Certains cultivateurs tombent dans un défaut opposé ; ils coupent leurs blés presque tout verts, afin que le grain soit plus gros et ait plus de couleur. Mais cet avantage n'est rien en comparaison de la perte qu'ils éprouvent sur le battage, le grain sortant difficilement de la cosse, et se brisant même quelquefois plutôt que de la quitter. Columelle, en recommandant qu'on ne laisse pas trop durcir le grain, pour qu'il ne devienne pas la proie des oiseaux et des vents, veut qu'on ne mette la faucille que dans les champs jaunis par le soleil. Nous pensons aussi, comme lui, que le [177] blé se perfectionne et s'améliore dans les granges. Ut potiùs in acervo quam in campo grandescant frumenta[N 6][C 6].

→ **Données fournies**

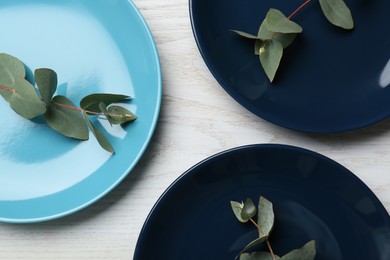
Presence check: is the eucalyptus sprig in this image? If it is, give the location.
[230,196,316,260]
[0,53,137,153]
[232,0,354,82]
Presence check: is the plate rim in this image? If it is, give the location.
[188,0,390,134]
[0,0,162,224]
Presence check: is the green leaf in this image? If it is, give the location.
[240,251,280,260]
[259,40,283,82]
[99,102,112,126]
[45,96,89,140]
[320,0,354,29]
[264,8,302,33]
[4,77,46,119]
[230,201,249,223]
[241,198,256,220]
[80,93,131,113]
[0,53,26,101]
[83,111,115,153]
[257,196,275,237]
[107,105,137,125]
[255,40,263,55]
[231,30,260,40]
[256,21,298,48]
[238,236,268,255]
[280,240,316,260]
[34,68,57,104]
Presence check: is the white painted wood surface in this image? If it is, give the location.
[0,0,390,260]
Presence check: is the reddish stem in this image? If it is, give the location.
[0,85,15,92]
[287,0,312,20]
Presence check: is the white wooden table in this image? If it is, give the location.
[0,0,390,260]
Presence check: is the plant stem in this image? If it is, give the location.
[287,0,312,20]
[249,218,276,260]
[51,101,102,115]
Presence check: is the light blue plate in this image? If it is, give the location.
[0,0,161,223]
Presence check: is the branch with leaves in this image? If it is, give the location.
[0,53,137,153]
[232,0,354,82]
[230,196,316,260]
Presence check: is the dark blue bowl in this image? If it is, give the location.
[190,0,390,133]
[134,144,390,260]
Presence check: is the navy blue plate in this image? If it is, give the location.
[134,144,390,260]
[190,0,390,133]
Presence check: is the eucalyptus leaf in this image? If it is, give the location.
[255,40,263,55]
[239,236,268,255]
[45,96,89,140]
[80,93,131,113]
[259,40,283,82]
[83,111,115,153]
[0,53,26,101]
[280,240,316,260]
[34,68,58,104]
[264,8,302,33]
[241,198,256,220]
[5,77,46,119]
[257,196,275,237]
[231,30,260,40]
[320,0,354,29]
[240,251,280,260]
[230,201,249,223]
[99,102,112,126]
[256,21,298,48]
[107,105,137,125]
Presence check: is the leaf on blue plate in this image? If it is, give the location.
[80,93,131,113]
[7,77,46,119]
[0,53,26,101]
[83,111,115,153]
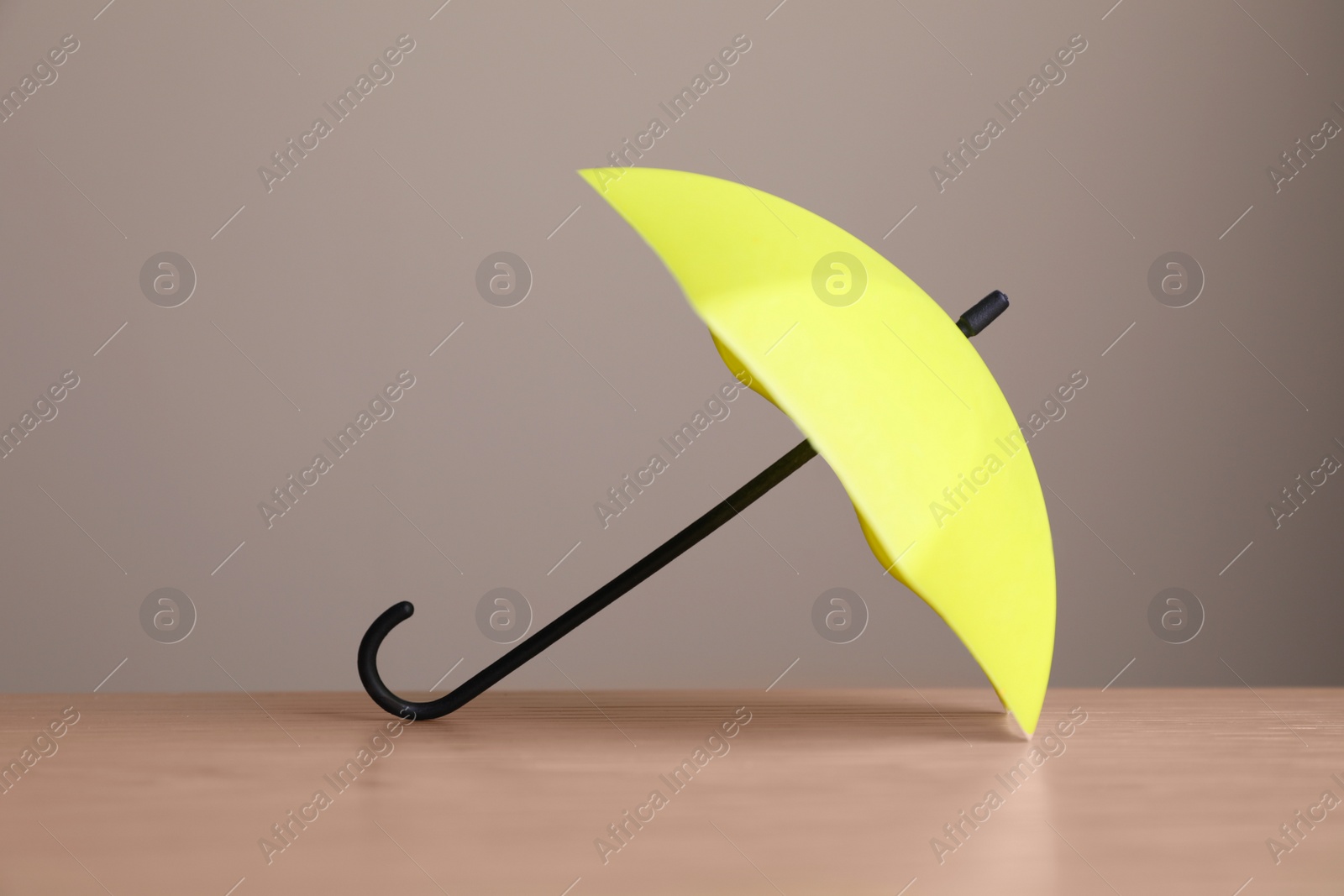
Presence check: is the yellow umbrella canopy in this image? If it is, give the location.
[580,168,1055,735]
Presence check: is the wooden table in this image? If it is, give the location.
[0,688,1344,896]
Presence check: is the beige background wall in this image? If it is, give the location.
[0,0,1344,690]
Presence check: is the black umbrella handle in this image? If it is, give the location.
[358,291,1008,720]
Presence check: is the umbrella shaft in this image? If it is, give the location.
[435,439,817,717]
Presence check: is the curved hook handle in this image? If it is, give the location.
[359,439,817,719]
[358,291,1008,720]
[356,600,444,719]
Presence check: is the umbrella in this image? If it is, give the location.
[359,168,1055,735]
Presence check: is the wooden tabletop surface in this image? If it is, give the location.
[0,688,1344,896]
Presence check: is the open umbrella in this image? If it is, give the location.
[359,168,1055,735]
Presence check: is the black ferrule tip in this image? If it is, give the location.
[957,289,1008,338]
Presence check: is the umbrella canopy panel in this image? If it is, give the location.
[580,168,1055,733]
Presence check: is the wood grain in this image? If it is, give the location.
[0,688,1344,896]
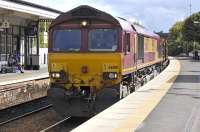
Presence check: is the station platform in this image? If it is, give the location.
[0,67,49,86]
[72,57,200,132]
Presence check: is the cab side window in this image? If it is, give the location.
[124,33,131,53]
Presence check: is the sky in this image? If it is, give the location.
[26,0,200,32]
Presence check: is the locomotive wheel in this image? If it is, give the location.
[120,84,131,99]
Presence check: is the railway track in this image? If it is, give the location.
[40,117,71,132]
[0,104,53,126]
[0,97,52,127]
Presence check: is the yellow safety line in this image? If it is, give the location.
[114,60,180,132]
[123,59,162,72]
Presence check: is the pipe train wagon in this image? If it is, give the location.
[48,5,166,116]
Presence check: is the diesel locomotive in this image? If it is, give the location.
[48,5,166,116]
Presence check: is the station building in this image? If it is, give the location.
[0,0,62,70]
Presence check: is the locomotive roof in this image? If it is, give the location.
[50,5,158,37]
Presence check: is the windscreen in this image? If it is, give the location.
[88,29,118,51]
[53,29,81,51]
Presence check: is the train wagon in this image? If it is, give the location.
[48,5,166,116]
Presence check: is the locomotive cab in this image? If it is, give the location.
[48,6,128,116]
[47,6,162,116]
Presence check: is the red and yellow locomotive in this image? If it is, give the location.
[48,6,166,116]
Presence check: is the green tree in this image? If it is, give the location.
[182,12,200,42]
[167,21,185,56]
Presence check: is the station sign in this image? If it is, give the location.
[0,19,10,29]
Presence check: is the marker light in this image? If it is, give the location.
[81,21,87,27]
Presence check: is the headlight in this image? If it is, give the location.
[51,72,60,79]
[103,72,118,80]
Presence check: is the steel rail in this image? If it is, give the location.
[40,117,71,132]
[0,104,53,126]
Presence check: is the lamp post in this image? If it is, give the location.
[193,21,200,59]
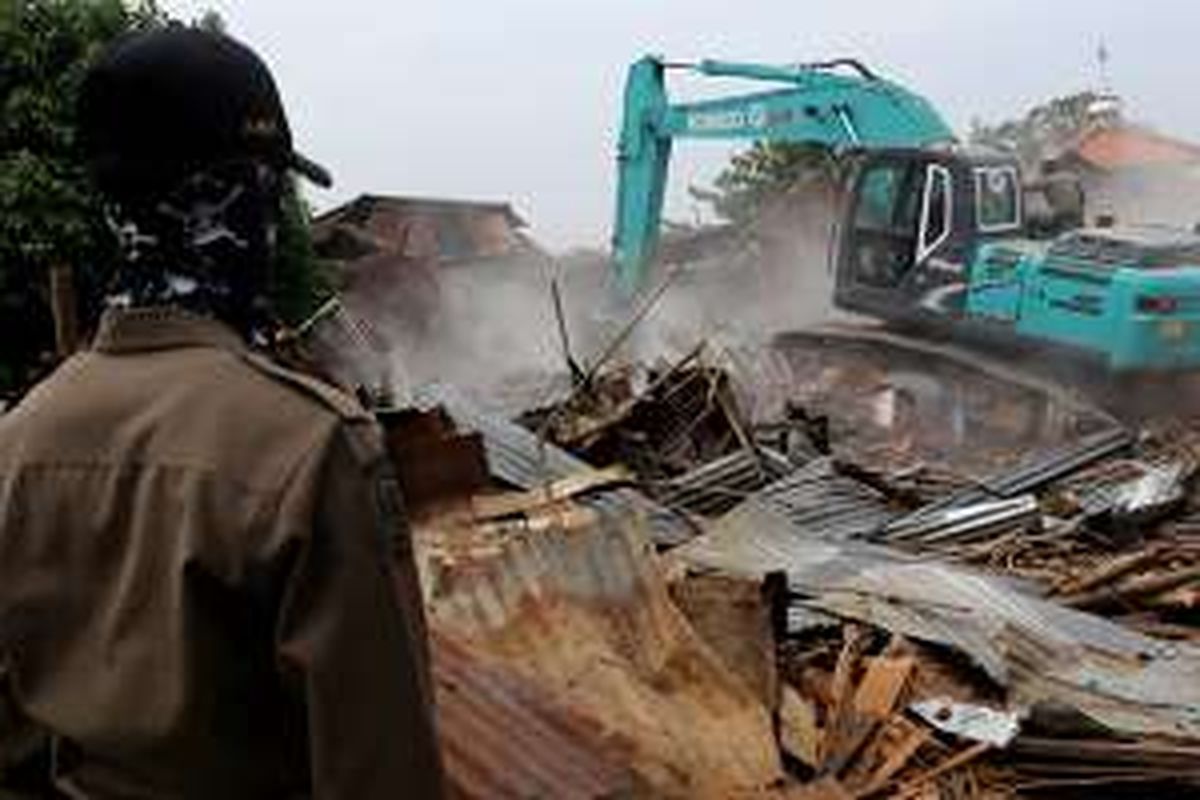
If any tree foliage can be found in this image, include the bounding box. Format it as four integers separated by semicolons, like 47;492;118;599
...
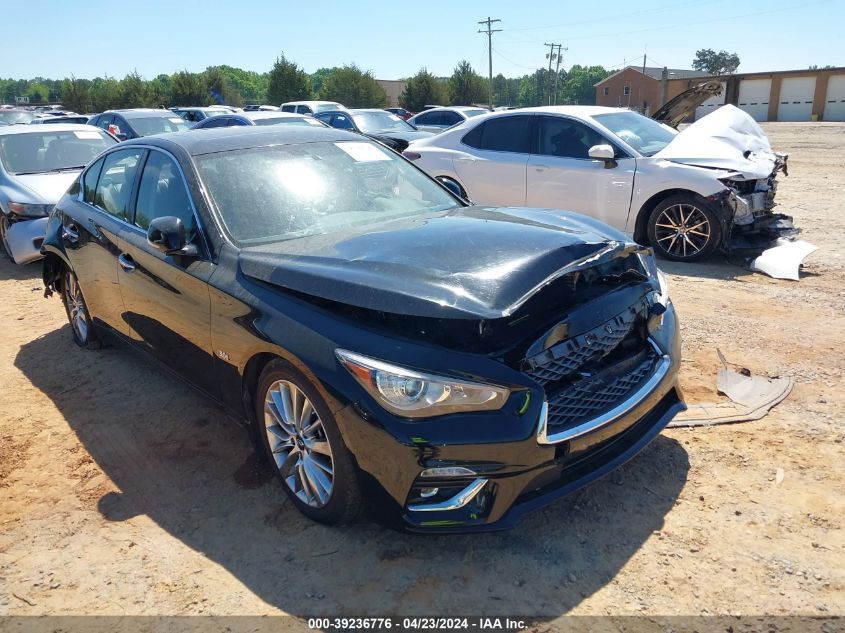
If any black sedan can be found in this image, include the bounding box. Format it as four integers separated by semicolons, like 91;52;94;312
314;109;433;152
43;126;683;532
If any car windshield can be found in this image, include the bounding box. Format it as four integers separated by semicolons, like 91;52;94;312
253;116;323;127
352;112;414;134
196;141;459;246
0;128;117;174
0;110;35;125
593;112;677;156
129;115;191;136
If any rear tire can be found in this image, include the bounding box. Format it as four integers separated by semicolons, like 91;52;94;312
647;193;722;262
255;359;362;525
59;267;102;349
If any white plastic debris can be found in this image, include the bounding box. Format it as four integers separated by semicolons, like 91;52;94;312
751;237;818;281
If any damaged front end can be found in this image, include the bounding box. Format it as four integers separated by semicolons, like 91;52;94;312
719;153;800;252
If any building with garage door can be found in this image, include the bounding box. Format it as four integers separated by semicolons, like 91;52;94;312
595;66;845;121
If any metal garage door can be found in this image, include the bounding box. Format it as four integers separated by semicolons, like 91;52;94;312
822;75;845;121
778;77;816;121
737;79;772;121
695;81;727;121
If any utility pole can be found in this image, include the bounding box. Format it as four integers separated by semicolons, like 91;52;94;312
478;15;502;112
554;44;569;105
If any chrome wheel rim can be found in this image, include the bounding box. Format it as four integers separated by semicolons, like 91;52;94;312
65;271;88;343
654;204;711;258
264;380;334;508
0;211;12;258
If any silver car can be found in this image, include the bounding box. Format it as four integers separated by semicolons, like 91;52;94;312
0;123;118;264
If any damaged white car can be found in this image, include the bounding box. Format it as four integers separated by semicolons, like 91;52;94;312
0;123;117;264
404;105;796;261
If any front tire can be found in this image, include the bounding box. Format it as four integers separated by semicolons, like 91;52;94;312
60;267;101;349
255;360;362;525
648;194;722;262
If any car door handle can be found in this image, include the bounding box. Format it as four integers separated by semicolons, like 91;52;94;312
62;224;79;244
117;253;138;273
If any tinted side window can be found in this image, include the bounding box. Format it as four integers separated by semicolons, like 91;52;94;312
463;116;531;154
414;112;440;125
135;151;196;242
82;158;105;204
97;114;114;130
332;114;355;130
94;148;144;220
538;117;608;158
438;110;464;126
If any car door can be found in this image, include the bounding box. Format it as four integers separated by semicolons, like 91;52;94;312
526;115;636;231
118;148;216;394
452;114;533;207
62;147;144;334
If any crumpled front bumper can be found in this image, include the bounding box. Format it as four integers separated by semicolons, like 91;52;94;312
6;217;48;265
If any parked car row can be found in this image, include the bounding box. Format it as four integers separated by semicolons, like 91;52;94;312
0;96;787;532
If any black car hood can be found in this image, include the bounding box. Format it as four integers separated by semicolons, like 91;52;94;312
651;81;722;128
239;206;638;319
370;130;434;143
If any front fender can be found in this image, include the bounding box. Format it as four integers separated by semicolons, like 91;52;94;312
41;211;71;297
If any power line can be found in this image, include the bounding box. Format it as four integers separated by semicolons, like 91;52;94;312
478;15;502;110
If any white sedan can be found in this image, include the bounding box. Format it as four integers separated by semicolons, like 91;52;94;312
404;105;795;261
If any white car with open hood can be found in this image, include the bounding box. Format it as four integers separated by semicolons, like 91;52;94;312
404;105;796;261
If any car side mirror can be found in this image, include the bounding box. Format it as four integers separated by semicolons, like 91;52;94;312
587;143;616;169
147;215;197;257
...
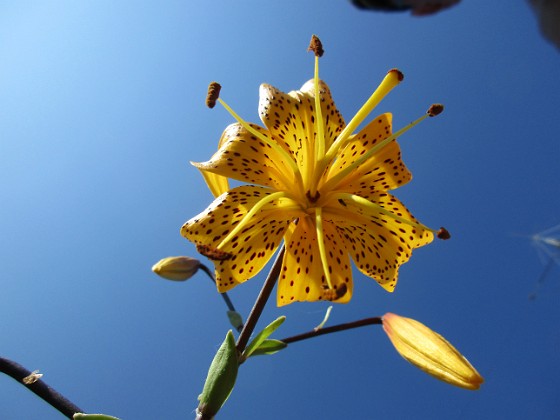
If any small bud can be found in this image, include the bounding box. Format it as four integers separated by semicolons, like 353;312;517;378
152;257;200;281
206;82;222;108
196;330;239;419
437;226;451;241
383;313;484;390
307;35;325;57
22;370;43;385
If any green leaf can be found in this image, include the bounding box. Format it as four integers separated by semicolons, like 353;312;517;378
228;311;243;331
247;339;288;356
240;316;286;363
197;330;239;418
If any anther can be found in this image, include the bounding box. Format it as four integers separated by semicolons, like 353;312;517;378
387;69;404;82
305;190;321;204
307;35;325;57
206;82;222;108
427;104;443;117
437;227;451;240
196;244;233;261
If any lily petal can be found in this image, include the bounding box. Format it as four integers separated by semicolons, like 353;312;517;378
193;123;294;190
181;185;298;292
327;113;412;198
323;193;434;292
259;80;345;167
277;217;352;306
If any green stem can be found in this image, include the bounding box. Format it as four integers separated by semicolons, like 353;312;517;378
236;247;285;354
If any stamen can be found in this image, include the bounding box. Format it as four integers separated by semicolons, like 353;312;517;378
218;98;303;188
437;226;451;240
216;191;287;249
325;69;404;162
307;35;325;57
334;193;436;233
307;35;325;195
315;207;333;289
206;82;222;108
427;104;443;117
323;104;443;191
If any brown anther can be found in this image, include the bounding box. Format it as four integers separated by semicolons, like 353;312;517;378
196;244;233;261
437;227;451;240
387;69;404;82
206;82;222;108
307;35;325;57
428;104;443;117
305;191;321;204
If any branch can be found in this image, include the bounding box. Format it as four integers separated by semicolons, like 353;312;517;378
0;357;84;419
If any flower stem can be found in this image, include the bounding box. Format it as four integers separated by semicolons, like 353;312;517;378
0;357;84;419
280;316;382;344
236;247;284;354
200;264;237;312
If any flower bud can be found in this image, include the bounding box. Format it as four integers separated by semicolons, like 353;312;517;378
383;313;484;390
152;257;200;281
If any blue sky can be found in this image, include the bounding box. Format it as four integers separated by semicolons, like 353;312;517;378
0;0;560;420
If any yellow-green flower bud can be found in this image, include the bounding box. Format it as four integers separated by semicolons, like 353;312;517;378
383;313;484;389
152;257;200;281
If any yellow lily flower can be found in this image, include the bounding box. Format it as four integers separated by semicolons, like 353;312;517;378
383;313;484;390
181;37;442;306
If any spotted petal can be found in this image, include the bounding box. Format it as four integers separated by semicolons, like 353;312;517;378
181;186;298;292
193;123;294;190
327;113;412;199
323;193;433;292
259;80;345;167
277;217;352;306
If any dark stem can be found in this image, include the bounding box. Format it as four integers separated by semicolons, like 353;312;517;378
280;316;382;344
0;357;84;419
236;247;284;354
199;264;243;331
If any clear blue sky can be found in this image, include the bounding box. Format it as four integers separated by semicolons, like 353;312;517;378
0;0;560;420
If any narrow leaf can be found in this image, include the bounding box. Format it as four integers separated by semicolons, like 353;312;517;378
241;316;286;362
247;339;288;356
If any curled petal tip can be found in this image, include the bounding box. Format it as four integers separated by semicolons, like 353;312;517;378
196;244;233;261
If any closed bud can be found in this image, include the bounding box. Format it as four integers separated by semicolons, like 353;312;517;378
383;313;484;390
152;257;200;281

→ **Objectifs**
1. D'après le texte présenté, dans quel but certains cultivateurs coupent-ils leurs blés presque tout verts ?
2. Repérez dans les entrées chaque ligne où figure le mot « black », puis recopiez-la.
Les entrées n'ont aucun rapport avec le texte présenté.

→ **Résultats par tâche**
1. Pour que le grain soit plus gros et ait plus de couleur.

2.
Presence check: is the black umbrella handle in this image? If it is, give the location.
Presence check: is the black ferrule tip in this image? If it is, give the location.
If any black sedan can be found in this image, include the bounding box. Format it as four integers separated by semicolons, like 91;52;94;312
If any black car hood can be found in this image, include the bounding box. Format it as four integers separated by semicolons, like 91;52;94;312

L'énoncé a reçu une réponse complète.